BEGIN Source material

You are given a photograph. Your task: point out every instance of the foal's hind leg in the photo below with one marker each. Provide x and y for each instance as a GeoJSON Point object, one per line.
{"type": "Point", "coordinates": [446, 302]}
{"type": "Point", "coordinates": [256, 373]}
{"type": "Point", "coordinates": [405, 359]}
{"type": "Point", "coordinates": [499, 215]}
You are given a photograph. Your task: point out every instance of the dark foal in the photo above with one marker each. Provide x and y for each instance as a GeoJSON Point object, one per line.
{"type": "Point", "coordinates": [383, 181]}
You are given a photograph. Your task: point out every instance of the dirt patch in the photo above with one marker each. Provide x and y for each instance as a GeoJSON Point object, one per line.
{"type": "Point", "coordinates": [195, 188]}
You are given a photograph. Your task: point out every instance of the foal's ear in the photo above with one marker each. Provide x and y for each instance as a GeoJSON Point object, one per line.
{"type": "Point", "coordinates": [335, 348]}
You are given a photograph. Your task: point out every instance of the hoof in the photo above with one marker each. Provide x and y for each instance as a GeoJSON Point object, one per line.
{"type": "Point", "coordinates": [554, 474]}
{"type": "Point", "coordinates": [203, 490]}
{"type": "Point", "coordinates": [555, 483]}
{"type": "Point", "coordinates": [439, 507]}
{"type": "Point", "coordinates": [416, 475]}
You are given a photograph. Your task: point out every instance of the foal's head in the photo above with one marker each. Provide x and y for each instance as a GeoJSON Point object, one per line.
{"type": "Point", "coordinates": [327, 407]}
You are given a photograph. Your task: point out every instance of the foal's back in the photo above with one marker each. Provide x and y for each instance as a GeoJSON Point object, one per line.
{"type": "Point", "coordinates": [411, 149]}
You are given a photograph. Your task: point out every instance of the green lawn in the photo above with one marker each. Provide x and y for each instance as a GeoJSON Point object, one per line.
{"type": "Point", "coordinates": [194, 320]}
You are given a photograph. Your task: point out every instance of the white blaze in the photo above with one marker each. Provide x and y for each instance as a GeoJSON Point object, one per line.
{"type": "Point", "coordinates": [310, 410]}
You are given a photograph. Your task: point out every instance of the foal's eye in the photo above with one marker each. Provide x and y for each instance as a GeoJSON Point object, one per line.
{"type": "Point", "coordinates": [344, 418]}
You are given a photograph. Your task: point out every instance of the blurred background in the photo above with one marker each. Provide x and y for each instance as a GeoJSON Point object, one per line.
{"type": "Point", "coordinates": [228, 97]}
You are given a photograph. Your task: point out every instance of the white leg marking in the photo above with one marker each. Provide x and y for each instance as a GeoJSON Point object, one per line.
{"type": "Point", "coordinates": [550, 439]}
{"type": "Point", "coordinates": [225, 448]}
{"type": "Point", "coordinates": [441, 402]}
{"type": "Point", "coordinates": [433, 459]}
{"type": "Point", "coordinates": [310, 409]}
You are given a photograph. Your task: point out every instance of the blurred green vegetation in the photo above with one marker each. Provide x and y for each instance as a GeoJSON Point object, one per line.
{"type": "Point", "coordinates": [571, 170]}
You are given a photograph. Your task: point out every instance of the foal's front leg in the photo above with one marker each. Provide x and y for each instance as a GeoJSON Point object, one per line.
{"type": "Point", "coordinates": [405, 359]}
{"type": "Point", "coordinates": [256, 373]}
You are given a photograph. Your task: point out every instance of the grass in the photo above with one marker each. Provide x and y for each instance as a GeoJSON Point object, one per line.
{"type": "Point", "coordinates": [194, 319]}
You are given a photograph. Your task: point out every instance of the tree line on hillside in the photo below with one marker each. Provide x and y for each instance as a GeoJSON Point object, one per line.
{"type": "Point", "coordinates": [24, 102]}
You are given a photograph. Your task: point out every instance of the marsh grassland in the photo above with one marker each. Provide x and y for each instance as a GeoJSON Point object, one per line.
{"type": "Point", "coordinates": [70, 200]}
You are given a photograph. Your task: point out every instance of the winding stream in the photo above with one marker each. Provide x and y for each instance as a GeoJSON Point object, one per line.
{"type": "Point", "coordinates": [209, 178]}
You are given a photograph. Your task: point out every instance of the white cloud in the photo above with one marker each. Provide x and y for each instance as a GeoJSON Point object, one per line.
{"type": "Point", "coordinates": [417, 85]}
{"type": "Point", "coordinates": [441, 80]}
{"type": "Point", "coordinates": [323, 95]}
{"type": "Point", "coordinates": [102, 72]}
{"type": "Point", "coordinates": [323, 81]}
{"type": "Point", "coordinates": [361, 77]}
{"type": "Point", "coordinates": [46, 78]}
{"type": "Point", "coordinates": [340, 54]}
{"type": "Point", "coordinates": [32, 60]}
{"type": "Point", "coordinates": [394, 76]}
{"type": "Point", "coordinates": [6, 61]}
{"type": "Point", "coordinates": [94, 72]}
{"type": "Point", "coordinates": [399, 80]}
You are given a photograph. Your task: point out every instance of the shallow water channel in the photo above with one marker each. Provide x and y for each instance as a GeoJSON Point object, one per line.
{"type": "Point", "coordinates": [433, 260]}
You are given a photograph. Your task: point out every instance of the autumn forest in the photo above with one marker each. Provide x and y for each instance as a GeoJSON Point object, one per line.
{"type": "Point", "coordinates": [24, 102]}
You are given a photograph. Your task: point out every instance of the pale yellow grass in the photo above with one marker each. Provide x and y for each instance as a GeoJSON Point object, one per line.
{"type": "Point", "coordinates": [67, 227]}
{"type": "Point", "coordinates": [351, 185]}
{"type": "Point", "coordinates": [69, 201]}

END Source material

* _Given request_: Rewrite everything from the line containing "the white cloud" down to the end of the entries, requests included. Multiply every coordinate in the answers by 1.6 and round to whole numbers, with halves rounded up.

* _Final result_:
You are given a photograph. Your task: point out every instance of the white cloud in the photo above with one marker each. Provide x and y for each instance as a GeoJSON Point object, one per line.
{"type": "Point", "coordinates": [667, 136]}
{"type": "Point", "coordinates": [706, 128]}
{"type": "Point", "coordinates": [517, 152]}
{"type": "Point", "coordinates": [163, 115]}
{"type": "Point", "coordinates": [517, 130]}
{"type": "Point", "coordinates": [578, 123]}
{"type": "Point", "coordinates": [74, 125]}
{"type": "Point", "coordinates": [544, 86]}
{"type": "Point", "coordinates": [51, 96]}
{"type": "Point", "coordinates": [630, 122]}
{"type": "Point", "coordinates": [10, 98]}
{"type": "Point", "coordinates": [150, 115]}
{"type": "Point", "coordinates": [638, 128]}
You are given a photograph. Your task: point out every instance of the shallow water channel in the photo above with one marker each. Provide x and y for each instance as a GeoJSON Point object, one per line.
{"type": "Point", "coordinates": [693, 416]}
You are given a photograph. Your task: point out every instance of the autumn forest in the photo above with one marker each. Provide x and y for each instance as a GeoJSON Point object, one per line.
{"type": "Point", "coordinates": [38, 163]}
You are given a photograph. Your task: point out every instance of the pale yellow grass in the photo above with one marker each. Provide x and y for each instance as a GeoJSON Point object, one per line.
{"type": "Point", "coordinates": [107, 363]}
{"type": "Point", "coordinates": [562, 296]}
{"type": "Point", "coordinates": [110, 322]}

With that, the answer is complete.